[Source material]
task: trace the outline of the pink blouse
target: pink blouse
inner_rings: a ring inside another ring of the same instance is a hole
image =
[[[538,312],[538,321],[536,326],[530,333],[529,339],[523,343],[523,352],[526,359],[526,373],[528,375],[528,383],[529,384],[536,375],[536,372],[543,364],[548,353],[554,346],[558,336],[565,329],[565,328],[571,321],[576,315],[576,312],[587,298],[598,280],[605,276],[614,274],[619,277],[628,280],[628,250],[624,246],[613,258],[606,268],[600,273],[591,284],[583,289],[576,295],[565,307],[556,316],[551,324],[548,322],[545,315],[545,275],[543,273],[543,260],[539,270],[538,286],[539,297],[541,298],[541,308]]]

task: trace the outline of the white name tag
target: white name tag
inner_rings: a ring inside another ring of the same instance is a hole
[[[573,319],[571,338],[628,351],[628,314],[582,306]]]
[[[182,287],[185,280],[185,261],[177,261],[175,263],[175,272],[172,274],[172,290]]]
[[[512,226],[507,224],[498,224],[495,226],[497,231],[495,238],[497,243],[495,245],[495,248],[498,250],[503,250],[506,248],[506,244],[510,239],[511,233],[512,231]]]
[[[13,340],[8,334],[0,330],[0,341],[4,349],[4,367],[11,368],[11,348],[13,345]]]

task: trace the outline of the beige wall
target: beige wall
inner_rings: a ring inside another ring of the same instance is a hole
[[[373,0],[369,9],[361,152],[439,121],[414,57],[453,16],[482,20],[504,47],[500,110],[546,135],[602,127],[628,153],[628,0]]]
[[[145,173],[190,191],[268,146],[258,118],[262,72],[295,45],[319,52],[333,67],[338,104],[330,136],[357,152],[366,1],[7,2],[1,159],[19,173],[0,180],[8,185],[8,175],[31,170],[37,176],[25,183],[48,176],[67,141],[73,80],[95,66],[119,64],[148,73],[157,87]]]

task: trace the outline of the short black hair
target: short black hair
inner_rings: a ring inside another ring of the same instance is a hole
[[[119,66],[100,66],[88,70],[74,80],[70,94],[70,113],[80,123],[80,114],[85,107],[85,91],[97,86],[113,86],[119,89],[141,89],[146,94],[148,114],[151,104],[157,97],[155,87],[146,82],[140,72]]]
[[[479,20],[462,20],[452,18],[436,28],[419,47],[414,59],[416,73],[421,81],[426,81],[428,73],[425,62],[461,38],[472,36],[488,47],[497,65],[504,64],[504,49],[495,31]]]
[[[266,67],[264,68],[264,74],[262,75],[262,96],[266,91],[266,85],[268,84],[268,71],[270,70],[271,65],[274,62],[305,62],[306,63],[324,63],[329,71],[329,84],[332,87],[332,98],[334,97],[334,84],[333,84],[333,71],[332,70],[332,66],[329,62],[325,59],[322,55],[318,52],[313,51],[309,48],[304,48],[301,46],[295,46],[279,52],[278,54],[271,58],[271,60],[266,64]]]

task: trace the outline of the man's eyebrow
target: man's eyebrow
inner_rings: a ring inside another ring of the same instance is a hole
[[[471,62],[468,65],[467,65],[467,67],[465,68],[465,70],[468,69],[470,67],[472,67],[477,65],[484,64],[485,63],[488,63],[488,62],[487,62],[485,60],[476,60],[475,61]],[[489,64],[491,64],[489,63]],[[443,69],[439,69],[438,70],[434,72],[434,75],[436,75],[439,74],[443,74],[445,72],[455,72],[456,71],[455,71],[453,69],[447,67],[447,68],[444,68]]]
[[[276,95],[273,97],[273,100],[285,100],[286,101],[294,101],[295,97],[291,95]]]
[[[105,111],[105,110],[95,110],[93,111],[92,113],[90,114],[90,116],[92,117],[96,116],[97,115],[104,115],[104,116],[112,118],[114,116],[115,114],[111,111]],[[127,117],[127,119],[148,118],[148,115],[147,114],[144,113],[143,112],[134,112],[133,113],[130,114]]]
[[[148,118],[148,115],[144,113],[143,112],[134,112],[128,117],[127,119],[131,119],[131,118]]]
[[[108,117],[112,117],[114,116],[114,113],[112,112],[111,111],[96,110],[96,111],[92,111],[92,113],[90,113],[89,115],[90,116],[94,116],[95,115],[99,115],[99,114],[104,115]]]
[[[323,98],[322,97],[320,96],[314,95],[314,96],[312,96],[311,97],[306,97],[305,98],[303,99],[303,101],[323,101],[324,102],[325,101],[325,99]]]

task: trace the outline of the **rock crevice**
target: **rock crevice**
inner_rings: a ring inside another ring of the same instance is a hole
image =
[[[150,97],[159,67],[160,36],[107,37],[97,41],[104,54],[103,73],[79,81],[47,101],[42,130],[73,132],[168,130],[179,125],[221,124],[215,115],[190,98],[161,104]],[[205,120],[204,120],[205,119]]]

-- Prompt --
Render the source material, from the line containing "task: trace the outline of the **rock" through its final line, as a Markdown table with a Row column holding a running number and a Line column holding each line. Leave out blank lines.

-- Response for this exercise --
| Row | Line |
|---|---|
| 1 | task: trace the outline of the **rock crevice** |
| 2 | target: **rock crevice** |
| 3 | inner_rings: a ring inside another ring of the same instance is a hole |
| 4 | image = |
| 5 | [[[150,97],[159,67],[160,36],[107,37],[97,41],[104,54],[103,73],[79,81],[47,101],[42,130],[73,132],[168,130],[179,125],[221,124],[215,115],[190,98],[161,104]],[[205,120],[204,120],[205,119]]] |